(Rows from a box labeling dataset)
========================================
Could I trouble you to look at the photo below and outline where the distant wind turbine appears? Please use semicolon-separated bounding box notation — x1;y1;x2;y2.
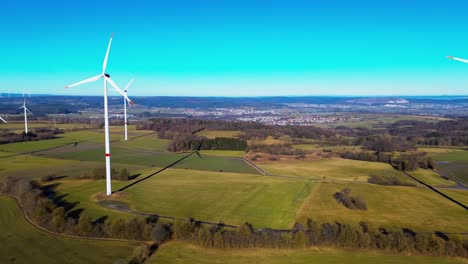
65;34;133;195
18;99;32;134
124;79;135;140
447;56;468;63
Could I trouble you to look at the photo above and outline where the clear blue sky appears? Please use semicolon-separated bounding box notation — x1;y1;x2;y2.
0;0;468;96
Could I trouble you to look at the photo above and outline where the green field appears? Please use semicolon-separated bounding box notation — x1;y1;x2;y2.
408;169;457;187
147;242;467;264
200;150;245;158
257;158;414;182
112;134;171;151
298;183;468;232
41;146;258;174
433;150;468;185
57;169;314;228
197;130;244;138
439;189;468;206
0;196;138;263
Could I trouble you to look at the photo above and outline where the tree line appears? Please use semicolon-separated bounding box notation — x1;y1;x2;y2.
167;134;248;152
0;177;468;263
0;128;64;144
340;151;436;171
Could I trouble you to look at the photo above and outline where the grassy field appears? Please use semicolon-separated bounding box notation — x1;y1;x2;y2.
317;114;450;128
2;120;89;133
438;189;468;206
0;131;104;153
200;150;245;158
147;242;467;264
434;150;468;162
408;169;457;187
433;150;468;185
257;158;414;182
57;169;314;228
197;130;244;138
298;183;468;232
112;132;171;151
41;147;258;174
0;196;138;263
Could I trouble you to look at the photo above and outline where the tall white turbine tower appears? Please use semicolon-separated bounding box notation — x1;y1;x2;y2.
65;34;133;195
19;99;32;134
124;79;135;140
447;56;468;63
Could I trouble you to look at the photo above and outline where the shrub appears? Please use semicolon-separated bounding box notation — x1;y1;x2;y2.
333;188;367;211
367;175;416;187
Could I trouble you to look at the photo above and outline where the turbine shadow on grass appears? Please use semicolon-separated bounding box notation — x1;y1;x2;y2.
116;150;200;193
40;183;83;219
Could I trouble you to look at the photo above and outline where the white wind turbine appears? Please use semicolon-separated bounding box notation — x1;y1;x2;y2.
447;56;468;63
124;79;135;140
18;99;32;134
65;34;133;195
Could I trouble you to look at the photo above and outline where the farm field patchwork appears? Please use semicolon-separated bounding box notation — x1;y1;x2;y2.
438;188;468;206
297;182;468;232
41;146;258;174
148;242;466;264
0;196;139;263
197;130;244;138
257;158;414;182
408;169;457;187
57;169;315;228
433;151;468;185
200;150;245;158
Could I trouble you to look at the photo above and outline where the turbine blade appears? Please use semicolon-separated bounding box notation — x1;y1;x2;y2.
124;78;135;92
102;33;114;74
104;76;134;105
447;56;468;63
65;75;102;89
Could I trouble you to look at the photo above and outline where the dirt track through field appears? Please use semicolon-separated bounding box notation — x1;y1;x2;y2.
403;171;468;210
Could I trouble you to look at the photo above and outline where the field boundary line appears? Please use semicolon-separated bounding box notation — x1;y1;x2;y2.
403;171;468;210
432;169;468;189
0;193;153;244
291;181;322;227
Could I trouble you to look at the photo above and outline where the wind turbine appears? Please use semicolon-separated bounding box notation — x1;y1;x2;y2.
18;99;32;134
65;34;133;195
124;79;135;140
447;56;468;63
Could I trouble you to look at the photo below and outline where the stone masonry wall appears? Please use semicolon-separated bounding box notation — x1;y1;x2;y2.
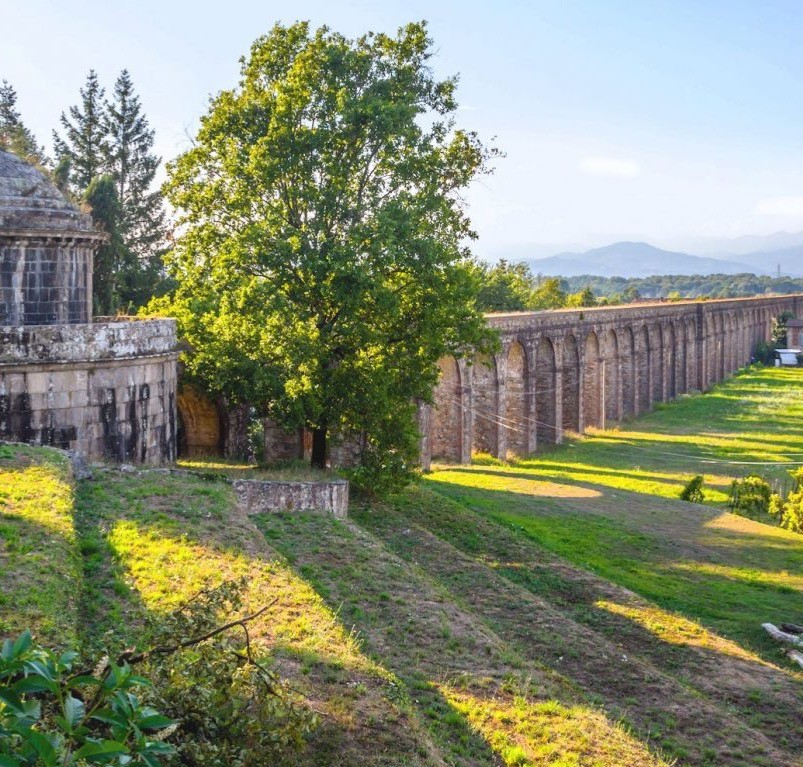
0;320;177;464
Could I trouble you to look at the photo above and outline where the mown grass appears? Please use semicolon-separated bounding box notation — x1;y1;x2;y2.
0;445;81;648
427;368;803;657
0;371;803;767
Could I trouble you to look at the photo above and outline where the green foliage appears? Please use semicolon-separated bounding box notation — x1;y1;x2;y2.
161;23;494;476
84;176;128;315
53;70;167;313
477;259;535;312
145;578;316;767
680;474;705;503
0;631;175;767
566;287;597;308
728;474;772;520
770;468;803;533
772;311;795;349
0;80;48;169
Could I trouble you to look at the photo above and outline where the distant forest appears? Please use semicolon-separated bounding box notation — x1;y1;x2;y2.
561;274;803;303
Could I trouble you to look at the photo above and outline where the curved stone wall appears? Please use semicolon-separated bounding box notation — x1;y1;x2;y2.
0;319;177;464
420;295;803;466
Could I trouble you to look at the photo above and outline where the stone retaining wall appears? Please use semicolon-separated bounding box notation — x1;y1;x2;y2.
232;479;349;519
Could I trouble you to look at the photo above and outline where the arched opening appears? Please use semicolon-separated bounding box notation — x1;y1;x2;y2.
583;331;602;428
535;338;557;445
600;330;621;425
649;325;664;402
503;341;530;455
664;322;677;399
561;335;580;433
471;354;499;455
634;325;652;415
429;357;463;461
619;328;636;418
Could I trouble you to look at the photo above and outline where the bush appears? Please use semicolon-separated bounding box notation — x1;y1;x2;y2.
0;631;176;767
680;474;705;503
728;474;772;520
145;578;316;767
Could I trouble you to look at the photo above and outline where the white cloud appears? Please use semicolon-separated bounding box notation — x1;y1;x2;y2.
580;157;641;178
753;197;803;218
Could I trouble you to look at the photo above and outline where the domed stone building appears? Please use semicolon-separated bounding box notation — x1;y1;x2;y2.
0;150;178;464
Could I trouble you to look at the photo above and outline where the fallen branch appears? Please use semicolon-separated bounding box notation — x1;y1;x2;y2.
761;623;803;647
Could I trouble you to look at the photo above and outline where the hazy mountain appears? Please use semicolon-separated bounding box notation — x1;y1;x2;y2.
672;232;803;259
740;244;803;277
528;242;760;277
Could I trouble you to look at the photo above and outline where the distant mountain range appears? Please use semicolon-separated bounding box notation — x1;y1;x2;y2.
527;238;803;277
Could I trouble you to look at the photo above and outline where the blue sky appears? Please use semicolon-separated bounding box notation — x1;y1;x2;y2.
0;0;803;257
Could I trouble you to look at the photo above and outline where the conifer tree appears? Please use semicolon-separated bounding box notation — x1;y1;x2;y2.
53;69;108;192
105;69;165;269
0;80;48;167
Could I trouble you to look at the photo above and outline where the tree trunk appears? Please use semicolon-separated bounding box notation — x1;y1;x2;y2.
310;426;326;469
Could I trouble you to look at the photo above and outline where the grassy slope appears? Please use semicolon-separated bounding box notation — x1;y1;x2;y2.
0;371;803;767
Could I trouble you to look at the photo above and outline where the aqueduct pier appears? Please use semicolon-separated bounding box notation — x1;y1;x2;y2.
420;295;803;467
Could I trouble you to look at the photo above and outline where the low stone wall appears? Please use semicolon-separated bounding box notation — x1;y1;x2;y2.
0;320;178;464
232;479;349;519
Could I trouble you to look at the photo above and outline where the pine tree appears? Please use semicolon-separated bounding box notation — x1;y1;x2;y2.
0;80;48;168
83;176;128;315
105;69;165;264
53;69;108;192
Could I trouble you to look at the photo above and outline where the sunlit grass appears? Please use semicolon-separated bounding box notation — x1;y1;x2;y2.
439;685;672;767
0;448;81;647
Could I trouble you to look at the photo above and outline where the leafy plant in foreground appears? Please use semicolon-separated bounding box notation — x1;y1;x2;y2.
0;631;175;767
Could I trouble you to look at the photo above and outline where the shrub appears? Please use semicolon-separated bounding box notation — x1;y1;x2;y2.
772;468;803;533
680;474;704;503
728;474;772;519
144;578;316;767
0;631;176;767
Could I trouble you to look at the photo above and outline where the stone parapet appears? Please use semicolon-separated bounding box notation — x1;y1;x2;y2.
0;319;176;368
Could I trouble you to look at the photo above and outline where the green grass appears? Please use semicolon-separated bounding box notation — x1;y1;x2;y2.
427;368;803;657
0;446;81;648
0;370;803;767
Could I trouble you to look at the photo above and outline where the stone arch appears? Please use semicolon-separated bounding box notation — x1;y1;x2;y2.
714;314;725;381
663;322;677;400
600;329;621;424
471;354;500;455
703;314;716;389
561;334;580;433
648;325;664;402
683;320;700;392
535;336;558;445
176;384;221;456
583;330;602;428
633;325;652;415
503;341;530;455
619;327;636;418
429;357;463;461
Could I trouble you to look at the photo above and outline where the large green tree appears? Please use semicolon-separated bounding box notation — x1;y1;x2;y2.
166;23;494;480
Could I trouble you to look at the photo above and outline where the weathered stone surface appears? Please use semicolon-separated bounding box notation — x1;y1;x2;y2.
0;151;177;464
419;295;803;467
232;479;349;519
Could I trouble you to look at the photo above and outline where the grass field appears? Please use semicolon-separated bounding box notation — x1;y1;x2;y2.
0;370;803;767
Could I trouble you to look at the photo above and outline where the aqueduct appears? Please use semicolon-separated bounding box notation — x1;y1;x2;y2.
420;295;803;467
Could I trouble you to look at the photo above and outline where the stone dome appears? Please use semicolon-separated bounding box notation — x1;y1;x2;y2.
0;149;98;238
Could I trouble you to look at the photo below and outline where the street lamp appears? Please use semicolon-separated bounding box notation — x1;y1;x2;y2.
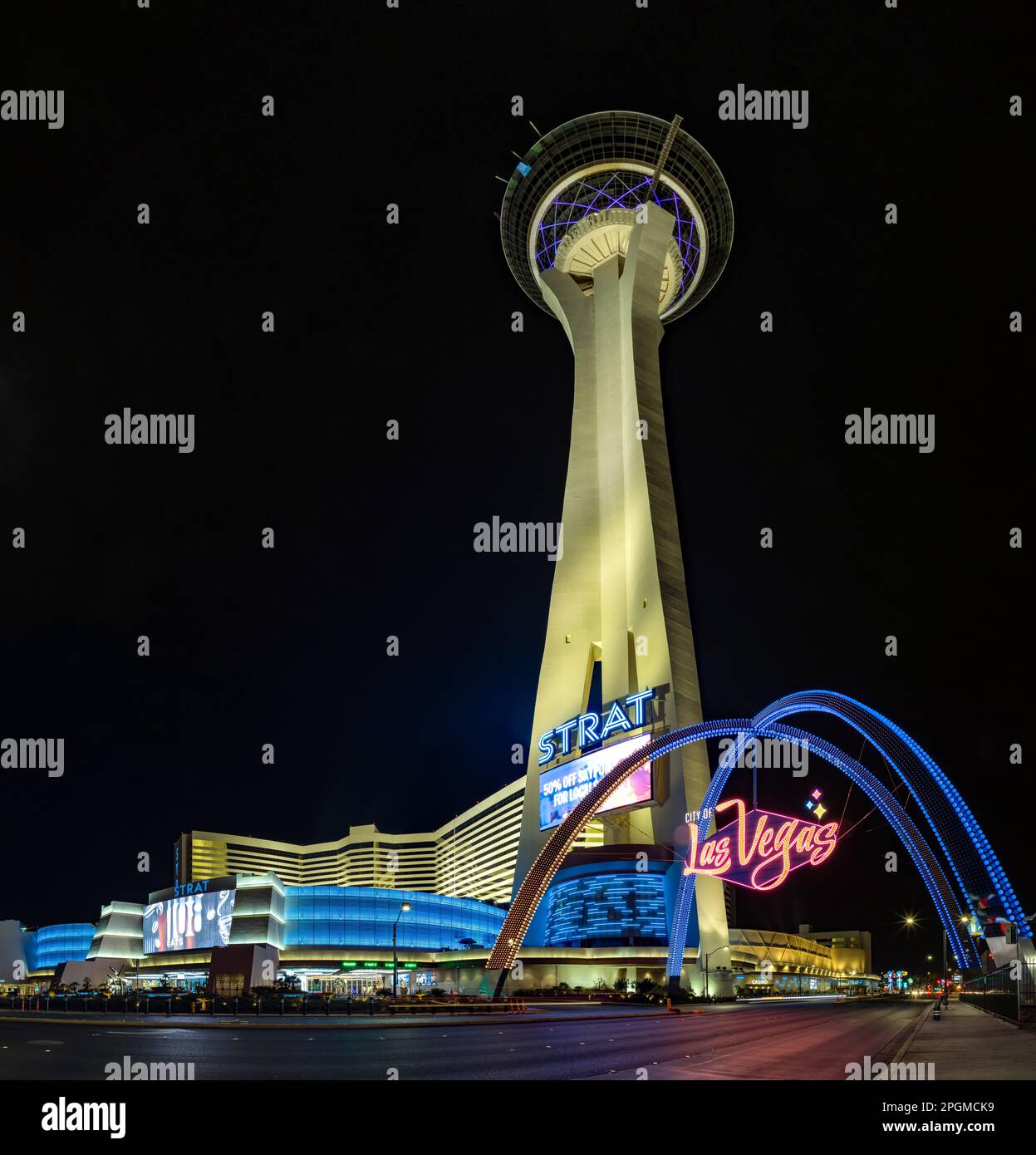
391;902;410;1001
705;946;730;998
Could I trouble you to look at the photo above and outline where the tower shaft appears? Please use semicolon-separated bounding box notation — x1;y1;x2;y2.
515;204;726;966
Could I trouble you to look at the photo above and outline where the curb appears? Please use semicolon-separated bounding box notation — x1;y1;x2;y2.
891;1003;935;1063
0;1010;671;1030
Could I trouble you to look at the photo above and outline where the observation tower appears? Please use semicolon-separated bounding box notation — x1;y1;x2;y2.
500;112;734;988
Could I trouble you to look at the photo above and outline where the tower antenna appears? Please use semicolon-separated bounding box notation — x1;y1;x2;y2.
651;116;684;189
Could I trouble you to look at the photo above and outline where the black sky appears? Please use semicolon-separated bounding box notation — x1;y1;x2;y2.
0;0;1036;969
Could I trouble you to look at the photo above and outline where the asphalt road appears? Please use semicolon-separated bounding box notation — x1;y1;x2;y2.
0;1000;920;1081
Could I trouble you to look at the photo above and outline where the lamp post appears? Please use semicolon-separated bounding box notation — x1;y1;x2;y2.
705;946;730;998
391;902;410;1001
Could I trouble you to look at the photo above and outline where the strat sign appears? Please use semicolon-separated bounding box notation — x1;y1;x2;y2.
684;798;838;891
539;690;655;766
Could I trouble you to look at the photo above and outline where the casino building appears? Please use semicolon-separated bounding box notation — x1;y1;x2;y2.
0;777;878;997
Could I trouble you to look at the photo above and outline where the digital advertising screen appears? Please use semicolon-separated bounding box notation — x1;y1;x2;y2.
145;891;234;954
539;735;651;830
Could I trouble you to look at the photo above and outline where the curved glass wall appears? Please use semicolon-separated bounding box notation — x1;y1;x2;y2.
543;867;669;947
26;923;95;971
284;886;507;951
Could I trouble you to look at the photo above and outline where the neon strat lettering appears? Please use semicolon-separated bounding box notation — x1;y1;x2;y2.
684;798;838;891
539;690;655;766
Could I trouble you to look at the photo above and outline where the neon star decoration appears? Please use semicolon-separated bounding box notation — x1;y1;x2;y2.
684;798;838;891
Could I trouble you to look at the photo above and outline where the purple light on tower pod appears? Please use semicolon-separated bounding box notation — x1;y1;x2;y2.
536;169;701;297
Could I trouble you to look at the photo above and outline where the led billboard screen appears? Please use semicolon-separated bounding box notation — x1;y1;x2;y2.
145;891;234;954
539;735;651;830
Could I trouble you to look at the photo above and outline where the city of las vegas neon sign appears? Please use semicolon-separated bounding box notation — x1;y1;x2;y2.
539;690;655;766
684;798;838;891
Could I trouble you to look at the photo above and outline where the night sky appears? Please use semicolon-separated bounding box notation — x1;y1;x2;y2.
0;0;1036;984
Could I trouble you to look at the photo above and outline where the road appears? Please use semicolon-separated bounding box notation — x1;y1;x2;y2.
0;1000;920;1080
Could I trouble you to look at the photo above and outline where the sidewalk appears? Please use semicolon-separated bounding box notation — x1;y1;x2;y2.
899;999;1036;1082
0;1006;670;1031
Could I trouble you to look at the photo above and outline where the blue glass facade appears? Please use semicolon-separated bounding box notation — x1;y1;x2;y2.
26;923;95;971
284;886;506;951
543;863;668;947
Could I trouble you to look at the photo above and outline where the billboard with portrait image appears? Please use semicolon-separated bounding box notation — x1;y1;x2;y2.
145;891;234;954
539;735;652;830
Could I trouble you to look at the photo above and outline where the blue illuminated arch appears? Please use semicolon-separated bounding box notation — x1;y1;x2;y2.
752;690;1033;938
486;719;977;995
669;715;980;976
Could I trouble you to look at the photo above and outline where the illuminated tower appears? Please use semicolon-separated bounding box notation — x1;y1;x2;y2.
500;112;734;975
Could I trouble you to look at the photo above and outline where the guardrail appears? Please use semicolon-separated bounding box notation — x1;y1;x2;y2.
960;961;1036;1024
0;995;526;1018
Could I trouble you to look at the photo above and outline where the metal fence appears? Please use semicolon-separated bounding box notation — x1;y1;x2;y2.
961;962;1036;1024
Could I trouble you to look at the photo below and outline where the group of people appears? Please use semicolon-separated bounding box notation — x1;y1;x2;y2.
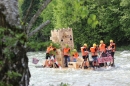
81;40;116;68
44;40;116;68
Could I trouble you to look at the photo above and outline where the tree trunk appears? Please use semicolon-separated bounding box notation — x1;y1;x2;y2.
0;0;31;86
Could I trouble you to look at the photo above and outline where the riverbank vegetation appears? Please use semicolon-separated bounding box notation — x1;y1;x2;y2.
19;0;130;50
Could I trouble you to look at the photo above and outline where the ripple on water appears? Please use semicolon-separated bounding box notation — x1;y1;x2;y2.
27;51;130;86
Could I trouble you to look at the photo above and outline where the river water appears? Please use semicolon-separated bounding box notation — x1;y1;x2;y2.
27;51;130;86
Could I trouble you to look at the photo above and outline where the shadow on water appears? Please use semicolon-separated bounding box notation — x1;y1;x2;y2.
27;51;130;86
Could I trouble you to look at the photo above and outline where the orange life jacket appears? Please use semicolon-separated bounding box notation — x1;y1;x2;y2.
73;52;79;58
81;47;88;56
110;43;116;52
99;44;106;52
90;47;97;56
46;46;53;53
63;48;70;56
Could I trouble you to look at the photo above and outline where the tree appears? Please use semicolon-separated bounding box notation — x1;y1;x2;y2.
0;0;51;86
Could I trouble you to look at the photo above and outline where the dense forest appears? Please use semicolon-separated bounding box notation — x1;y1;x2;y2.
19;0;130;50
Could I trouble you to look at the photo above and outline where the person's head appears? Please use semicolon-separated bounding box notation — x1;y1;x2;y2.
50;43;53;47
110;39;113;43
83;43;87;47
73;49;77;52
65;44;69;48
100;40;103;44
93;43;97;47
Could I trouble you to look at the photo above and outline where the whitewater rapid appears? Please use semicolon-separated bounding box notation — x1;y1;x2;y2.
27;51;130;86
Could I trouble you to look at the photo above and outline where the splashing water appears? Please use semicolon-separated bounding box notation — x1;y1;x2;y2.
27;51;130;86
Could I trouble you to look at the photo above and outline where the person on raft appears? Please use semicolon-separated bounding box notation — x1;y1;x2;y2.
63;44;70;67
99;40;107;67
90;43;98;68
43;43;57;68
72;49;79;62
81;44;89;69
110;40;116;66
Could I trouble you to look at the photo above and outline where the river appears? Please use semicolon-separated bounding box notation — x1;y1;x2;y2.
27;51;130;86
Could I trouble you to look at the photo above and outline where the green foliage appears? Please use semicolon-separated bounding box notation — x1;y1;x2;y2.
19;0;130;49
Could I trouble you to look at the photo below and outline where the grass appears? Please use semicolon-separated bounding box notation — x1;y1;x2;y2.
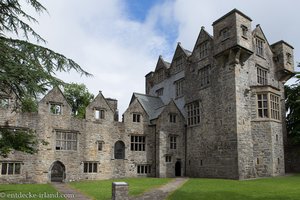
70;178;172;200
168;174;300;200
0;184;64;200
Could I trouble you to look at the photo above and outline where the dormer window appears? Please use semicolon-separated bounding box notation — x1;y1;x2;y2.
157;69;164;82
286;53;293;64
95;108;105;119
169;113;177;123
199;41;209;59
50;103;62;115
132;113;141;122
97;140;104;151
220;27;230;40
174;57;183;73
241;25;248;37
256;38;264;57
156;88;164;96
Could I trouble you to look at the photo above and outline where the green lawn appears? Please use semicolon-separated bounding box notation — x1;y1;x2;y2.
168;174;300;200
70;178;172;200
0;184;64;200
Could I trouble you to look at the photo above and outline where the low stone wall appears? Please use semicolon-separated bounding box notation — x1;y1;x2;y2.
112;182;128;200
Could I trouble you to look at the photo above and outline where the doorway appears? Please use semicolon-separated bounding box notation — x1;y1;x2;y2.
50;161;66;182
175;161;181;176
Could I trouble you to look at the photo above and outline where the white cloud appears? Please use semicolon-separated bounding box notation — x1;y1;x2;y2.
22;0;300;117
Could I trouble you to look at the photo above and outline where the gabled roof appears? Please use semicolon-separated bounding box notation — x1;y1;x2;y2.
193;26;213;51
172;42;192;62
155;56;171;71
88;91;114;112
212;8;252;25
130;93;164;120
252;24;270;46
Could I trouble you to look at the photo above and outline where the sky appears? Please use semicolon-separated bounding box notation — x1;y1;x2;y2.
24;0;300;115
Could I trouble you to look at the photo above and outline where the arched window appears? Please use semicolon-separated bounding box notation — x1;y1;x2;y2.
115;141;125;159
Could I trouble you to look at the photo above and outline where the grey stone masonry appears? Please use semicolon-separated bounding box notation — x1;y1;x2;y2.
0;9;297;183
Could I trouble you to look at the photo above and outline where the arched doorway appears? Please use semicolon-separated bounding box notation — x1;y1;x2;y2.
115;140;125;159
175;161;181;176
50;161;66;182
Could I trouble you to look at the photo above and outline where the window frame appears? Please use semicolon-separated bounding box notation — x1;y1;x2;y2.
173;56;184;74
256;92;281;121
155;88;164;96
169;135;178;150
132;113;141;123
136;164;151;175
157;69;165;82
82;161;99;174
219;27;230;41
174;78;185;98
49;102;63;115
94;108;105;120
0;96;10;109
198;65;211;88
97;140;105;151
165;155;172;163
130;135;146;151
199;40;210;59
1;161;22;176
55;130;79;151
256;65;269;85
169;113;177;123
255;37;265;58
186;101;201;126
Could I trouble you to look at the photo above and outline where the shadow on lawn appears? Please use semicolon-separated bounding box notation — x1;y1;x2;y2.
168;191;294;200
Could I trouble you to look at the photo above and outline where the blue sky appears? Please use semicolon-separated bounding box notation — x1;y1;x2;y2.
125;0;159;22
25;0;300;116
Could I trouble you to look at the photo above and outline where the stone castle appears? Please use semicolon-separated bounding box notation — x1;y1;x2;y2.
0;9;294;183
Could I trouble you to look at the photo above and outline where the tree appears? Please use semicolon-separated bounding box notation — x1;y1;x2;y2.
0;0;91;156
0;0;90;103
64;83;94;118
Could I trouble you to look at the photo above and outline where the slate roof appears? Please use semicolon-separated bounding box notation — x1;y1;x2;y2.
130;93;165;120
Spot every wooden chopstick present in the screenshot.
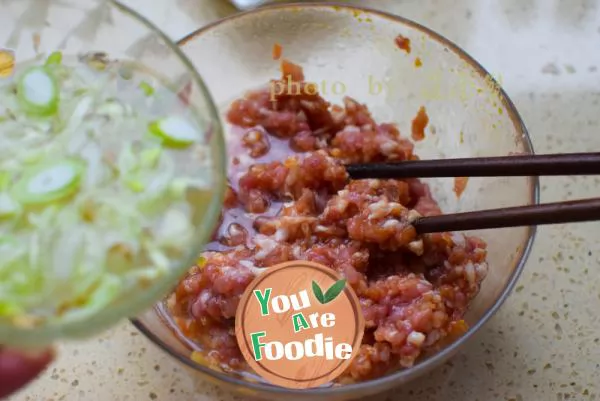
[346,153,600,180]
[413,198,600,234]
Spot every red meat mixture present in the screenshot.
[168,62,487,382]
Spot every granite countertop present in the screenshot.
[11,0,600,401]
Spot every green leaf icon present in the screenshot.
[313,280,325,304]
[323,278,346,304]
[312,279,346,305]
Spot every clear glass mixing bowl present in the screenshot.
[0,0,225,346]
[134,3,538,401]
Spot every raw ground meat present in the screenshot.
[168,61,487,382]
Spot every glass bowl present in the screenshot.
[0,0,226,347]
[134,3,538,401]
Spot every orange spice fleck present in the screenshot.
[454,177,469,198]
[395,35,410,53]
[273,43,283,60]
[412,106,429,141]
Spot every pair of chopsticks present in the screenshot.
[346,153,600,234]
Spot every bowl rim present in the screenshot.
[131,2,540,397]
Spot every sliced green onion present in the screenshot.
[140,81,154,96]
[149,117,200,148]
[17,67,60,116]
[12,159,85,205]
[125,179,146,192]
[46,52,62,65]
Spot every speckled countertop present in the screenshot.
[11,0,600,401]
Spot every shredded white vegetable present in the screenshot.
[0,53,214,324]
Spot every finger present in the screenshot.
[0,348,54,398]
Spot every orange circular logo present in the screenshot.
========================================
▶ _WRITTEN TASK_
Please render the stretch from the line containing "where the orange" through the line containing "93;43;97;47" as a JSON list of strings, one string per line, omitting blank lines.

▶ _FINISHED TASK_
[
  "Could I trouble you to look at the photo above and outline where the orange life jacket appears? Please use semicolon-separated bounding box notation — x1;y1;x2;y2.",
  "73;52;79;58",
  "81;47;88;56",
  "110;43;116;52",
  "99;44;106;52",
  "90;47;97;56",
  "46;46;53;53",
  "63;48;70;56",
  "Could I trouble you to look at the photo above and outline where the tree appears? Please use semicolon-separated bounding box notation — x1;y1;x2;y2.",
  "0;0;51;86",
  "Could I trouble you to look at the photo above and outline where the dense forest appears? Please use semicolon-separated bounding box notation — x1;y1;x2;y2.",
  "19;0;130;50",
  "Could I trouble you to look at the photo above and outline where the person's head appears? Please use semicolon-separated bounding box notation — x1;y1;x2;y2.",
  "50;43;53;47",
  "110;39;113;43",
  "83;43;87;47",
  "73;49;77;52",
  "65;44;69;48",
  "100;40;103;44",
  "93;43;97;47"
]